Recurrence Relation $T_n=\sum_{r=0}^{n-1} T_r+2^n$

Question

From a recent solution I posted here, working from an alternative path would have led to the following recurrence relation which involves a summation term:

$$T_n=\sum_{r=0}^{n-1}T_r+2^n; \qquad T_0=1\qquad (n>1)$$ How can this be solved?

Edit 3 (replaces previous edits) Initial condition is $T_0=1$. For the problem as stated, $T_1=3$ (not $4$) and does not need to be specified as an initial condition. This is actually different from the previous problem, which would have resulted in $T_n=\sum_{r=0}^{n-1}+2^{n+1}-1$.

RAW RECORDS →
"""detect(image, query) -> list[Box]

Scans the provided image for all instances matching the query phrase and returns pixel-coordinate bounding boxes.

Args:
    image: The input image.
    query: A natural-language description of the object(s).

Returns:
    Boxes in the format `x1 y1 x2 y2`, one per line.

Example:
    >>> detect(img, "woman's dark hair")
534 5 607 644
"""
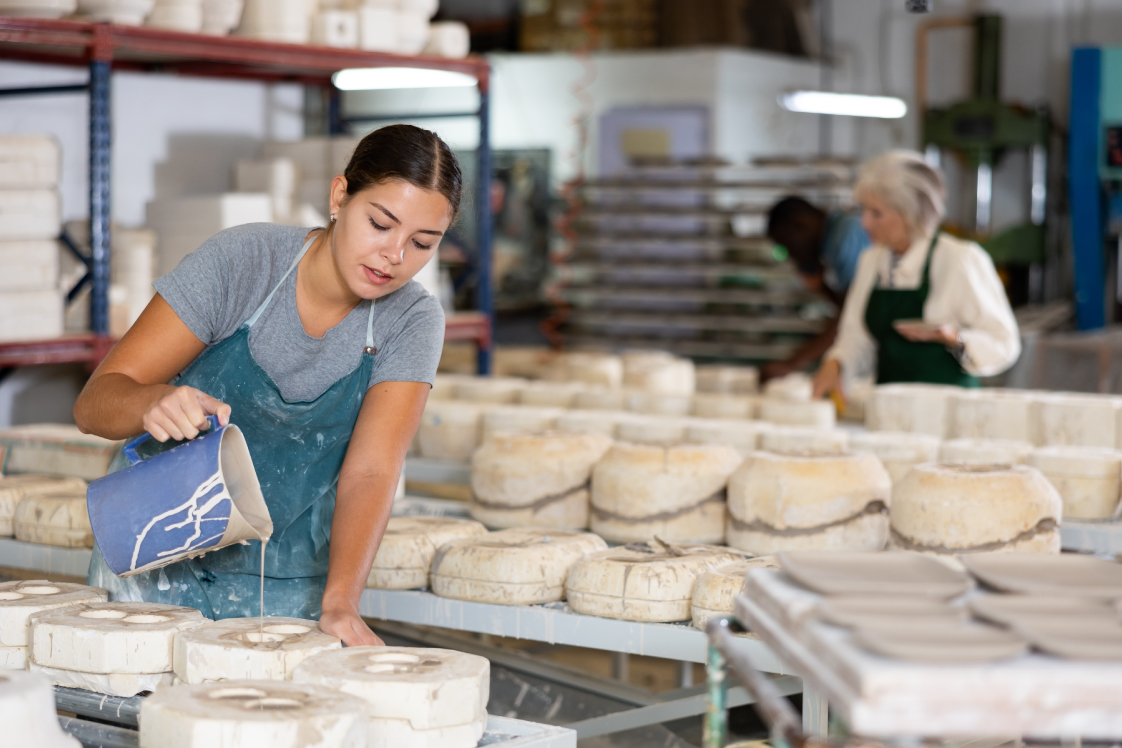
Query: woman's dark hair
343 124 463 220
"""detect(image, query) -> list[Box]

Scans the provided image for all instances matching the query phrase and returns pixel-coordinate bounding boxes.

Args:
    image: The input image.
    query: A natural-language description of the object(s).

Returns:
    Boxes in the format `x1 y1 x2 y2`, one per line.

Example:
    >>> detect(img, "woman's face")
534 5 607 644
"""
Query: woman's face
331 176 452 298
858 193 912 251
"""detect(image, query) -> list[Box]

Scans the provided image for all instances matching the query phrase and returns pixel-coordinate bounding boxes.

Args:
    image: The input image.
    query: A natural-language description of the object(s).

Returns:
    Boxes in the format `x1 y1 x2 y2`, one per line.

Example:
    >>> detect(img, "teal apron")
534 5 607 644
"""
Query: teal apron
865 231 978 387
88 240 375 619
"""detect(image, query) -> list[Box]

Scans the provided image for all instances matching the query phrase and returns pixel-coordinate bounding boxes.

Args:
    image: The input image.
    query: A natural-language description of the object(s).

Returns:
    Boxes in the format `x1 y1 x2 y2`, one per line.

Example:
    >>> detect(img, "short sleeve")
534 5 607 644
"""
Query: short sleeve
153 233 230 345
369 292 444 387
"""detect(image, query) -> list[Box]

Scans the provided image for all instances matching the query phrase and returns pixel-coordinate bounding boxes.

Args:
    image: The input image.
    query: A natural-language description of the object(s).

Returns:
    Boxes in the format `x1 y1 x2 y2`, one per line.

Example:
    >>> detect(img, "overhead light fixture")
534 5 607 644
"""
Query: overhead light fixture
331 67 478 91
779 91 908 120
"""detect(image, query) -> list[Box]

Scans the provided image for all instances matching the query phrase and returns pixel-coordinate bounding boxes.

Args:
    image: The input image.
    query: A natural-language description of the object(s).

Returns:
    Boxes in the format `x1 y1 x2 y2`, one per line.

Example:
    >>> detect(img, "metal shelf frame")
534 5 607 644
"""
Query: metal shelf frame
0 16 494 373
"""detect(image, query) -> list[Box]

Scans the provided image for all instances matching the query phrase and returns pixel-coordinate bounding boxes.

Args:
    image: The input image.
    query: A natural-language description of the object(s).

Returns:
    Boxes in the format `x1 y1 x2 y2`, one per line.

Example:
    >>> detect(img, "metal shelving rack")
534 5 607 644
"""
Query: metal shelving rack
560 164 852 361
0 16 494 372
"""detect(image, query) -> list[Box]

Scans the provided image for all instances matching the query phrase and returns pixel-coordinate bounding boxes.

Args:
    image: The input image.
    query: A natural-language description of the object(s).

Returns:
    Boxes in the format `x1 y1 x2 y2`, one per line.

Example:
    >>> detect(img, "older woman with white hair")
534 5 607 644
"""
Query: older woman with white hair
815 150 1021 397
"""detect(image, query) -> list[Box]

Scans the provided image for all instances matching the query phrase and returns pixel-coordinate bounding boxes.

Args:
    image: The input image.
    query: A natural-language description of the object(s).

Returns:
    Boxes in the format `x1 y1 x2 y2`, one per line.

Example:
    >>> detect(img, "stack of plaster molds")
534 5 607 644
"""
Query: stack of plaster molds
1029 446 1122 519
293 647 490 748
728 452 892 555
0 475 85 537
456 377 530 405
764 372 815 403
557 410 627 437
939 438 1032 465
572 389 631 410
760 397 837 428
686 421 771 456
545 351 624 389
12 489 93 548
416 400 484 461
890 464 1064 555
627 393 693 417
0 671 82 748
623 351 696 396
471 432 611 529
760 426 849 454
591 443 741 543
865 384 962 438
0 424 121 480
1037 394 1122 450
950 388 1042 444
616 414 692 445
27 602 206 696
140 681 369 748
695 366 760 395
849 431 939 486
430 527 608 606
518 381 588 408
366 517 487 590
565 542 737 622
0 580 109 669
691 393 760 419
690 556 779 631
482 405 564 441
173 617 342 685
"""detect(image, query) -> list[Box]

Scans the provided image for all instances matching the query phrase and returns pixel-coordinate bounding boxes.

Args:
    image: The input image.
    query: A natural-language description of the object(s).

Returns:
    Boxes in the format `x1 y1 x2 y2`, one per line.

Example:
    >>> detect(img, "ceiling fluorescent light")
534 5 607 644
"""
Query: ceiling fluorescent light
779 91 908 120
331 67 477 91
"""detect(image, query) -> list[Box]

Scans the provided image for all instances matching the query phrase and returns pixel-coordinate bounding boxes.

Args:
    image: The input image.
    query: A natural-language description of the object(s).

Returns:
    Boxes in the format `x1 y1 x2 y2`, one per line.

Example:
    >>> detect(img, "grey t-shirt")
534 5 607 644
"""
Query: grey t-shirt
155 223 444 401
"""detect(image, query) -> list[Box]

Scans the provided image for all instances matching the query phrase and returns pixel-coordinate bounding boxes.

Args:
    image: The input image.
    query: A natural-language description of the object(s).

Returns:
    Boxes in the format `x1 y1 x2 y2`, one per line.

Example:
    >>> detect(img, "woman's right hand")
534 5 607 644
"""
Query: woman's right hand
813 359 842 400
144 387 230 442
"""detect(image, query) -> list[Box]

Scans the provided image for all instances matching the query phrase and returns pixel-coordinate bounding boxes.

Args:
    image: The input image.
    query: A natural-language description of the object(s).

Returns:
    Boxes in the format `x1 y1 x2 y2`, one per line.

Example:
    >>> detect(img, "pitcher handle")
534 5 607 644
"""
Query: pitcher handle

OBJECTIVES →
**A)** Return every line of the records that contains the string "molds".
**B)** Continue the post on the recurrence relation from its final sentence.

ANSWERS BY TASK →
**A)**
    >>> detect(img, "stack of plaster molds")
Query: stack of plaster molds

**B)**
---

For clarification

For the previous problem that I referred to here, the recurrence relatioships, the first two terms, and the closed form solution are as follows: $$T_n=2T_{n-1}+\color{blue}{2^n}\\ T_n=\sum_{r=0}^{n-1}T_r+\color{blue}{2^{n+1}-1}\\ T_0=1, T_1=\color{blue}4\\ T_n=(\color{blue}n+1)2^n$$

For the present problem as posted here, the recurrence relatioships, the first two terms, and the closed form solution are as follows: $$T_n=2T_{n-1}+\color{red}{2^{n-1}}\\ T_n=\sum_{r=0}^{n-1}T_r+\color{red}{2^n}\\ T_0=1, T_1=\color{red}3\\ T_n=(\color{red}{\frac n2}+1)2^n$$

Answer 1

We have $$T_{n+1}-T_{n}=\left(\sum_{r=0}^{n}T_r+2^{n+1}\right)-\left(\sum_{r=0}^{n-1}T_r+2^n\right)=T_n+2^{n+1}-2^n,$$ i.e. $$T_{n+1}=2T_n+2^n$$ for $n\ge 2$. Dividing the both sides by $2^{n+1}$ gives $$\frac{T_{n+1}}{2^{n+1}}=\frac{T_n}{2^n}+\frac 12,$$ i.e. $$U_{n+1}=U_n+\frac 12\quad\quad (n\ge 2)$$ where $U_n=\frac{T_n}{2^n}$ which should be easy to deal with.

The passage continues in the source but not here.